━━━━━ Source records

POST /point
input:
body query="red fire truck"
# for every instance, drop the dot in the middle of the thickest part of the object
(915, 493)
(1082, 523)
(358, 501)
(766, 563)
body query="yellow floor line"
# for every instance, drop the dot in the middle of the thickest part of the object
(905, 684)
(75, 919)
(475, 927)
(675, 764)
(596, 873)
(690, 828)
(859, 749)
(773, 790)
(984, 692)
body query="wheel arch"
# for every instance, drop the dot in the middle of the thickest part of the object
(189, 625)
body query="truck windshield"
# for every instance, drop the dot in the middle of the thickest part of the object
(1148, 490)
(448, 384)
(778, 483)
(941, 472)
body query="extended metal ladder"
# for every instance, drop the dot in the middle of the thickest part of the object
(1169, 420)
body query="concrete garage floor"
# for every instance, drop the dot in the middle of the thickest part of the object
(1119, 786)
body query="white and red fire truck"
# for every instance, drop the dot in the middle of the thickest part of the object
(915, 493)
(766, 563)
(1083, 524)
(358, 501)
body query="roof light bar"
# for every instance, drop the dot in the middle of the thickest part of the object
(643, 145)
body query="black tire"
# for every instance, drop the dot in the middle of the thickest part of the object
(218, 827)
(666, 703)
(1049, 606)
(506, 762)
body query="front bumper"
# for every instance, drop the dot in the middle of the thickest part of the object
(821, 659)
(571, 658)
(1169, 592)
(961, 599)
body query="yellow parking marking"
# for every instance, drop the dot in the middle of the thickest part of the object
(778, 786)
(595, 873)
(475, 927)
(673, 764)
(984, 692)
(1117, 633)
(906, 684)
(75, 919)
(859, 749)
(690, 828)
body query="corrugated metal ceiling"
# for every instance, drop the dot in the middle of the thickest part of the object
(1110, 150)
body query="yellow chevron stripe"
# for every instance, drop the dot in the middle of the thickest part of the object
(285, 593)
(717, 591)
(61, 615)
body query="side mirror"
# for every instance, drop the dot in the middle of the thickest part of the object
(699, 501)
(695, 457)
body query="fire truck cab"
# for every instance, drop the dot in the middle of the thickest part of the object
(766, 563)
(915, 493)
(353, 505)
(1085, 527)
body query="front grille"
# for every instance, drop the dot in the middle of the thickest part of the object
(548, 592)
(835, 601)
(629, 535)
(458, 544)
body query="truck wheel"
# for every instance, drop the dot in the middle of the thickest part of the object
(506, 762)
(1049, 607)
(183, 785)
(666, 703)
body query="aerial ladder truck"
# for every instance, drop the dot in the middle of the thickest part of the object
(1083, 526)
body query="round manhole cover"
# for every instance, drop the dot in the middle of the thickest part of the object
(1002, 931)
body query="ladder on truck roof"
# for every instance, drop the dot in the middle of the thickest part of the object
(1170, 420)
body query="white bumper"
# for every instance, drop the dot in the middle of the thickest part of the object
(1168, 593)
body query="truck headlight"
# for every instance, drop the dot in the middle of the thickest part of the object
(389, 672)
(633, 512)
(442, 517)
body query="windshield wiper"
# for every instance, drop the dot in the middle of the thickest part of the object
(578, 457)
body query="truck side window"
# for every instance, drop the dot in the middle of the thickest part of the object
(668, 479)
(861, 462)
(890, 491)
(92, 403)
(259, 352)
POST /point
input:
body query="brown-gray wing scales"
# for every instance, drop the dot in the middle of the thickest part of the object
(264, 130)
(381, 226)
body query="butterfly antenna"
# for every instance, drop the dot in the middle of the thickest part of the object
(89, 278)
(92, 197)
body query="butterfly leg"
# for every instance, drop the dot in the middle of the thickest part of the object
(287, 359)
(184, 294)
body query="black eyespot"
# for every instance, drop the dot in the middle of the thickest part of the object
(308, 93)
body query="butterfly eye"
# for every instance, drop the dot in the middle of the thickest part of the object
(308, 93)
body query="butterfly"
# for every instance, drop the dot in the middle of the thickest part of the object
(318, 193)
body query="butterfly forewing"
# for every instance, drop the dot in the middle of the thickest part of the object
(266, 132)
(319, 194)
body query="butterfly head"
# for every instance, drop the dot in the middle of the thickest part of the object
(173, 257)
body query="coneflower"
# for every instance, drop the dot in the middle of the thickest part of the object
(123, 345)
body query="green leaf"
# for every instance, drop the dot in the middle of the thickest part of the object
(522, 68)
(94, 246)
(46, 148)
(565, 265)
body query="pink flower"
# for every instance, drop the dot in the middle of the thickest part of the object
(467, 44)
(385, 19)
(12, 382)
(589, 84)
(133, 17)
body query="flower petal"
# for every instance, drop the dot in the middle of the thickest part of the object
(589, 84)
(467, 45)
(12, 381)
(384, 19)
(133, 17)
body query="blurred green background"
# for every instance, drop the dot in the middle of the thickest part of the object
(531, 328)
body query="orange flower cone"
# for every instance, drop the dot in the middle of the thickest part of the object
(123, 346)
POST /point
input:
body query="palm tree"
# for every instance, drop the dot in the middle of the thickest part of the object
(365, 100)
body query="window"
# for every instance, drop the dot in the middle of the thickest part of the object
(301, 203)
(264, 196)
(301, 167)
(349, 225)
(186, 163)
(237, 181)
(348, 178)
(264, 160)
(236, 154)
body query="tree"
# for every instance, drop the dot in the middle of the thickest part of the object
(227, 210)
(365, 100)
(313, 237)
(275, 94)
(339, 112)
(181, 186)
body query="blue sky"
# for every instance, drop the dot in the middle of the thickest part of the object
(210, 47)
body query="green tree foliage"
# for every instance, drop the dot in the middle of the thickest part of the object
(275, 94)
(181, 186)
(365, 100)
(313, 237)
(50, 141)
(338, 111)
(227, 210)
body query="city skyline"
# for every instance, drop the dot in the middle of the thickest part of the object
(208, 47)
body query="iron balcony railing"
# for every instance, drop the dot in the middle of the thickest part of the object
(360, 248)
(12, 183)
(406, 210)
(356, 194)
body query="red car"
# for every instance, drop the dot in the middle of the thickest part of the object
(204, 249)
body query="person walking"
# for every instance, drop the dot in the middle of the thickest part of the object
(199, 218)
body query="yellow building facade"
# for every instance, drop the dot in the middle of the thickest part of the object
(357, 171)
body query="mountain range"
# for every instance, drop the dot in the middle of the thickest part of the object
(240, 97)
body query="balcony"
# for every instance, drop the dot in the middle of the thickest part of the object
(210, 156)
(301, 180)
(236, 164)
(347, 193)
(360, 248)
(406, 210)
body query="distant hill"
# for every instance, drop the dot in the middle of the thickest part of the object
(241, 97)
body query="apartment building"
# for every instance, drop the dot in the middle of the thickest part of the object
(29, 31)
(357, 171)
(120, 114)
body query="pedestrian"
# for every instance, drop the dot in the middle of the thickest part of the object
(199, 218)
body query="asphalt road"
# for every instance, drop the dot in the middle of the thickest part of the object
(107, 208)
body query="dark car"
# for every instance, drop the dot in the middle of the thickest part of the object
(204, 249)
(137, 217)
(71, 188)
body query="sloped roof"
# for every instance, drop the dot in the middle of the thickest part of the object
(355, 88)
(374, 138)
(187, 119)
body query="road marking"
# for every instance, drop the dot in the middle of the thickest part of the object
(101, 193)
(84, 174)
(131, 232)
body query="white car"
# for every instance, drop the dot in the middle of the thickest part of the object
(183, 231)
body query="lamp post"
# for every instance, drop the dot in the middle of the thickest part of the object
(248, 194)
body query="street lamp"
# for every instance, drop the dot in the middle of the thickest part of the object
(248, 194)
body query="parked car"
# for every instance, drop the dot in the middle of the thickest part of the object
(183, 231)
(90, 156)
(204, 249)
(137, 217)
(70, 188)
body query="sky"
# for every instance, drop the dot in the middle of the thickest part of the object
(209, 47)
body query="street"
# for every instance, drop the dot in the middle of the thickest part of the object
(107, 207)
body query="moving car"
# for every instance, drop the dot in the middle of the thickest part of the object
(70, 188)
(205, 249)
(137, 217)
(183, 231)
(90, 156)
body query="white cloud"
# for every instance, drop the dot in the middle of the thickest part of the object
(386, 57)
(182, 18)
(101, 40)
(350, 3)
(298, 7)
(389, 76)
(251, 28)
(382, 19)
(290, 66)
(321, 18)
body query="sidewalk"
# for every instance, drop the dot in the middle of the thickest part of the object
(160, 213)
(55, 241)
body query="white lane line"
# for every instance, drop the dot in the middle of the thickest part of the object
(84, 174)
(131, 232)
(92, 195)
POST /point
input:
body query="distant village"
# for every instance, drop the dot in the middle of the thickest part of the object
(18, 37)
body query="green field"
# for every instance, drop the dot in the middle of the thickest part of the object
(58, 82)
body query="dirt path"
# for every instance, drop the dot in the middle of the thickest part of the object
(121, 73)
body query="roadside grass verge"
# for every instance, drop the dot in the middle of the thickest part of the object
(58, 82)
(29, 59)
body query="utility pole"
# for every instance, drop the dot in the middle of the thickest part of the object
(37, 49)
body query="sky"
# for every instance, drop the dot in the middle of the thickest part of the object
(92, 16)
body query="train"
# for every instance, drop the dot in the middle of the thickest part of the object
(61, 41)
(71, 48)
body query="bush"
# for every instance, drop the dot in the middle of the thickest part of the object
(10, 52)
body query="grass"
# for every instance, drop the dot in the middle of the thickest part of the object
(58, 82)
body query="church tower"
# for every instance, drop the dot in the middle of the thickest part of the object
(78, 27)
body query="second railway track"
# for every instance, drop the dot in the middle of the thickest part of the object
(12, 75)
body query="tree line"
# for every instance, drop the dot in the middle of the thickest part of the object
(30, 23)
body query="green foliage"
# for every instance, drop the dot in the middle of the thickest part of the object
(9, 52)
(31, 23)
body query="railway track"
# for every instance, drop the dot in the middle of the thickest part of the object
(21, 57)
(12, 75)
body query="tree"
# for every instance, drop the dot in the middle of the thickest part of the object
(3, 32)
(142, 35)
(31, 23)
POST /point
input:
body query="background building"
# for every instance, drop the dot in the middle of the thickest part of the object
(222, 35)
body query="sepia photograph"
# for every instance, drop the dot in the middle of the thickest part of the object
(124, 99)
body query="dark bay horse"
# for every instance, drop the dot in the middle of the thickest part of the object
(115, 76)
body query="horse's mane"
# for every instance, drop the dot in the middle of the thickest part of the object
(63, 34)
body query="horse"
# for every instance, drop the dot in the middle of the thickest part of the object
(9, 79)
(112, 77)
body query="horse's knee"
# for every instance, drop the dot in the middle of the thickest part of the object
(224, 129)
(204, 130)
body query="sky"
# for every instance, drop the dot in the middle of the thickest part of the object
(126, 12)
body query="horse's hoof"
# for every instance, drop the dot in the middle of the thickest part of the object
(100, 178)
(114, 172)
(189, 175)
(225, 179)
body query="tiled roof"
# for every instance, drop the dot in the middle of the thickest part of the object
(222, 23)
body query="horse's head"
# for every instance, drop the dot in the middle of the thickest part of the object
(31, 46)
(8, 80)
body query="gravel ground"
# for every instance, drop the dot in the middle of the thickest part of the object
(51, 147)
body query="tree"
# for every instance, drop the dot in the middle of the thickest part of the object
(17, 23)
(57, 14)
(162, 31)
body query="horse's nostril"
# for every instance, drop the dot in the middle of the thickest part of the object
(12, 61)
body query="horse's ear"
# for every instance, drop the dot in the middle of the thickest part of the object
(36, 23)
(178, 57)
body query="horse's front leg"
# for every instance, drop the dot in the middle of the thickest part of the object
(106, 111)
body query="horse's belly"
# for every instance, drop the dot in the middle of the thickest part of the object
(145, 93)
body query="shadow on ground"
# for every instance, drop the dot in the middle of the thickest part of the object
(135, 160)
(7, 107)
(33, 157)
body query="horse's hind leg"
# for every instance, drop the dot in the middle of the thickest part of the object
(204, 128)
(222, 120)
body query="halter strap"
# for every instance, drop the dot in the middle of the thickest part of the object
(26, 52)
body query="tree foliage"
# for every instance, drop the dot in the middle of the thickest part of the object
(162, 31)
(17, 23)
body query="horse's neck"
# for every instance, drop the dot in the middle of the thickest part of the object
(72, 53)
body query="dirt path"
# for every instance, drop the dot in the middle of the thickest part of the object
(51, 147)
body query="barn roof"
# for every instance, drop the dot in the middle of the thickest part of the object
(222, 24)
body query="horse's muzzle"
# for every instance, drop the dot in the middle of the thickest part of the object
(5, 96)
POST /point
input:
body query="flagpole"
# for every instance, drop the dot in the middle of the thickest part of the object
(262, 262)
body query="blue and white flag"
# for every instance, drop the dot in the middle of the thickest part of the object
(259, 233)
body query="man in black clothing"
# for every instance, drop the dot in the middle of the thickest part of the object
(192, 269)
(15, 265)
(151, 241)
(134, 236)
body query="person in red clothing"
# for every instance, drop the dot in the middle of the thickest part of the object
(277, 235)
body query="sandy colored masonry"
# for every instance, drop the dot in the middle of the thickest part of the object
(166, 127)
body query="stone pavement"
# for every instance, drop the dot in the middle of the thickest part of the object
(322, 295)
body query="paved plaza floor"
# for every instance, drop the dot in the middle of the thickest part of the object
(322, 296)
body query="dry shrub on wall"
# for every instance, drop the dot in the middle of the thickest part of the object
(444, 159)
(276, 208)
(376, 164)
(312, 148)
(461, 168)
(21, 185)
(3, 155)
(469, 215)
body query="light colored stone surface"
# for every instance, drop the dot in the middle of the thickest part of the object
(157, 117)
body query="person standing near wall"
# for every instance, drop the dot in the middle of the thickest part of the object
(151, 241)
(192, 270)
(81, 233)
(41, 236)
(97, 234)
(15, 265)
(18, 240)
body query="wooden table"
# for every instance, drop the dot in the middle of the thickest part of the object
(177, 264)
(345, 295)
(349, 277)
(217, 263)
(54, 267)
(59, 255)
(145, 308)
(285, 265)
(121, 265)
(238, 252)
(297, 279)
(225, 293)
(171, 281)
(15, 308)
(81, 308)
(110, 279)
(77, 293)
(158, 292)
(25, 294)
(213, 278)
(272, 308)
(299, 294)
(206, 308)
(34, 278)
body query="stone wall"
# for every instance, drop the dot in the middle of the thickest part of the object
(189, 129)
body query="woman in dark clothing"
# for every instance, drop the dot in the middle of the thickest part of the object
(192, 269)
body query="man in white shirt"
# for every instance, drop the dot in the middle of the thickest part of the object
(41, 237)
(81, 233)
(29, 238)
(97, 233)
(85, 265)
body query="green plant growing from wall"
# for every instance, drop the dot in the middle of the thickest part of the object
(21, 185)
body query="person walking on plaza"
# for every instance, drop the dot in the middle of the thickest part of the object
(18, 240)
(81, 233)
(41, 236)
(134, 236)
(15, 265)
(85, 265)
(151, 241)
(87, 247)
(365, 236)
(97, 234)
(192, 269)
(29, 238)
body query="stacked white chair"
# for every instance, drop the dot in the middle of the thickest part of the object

━━━━━━━━━━

## Aim of the task
Scan the entries above for the word "colored", then copy every line in which it occurs.

## Response for this exercise
body query="sandy colored masonry"
body query="light colored stone surface"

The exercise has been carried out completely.